Required work: Can you render every line of the records below as a JSON list of strings, one string per line, with blank lines left out?

Position annotation records

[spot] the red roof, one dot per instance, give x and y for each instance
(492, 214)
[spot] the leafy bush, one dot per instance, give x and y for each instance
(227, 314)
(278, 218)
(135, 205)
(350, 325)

Solution below:
[
  "[spot] the red roof, one dot per instance, give x and y for each instance",
  "(492, 214)",
  "[spot] the leafy bush, one dot per instance, give x and y for each instance",
  "(227, 314)",
  "(278, 218)",
  "(135, 205)",
  "(350, 325)"
]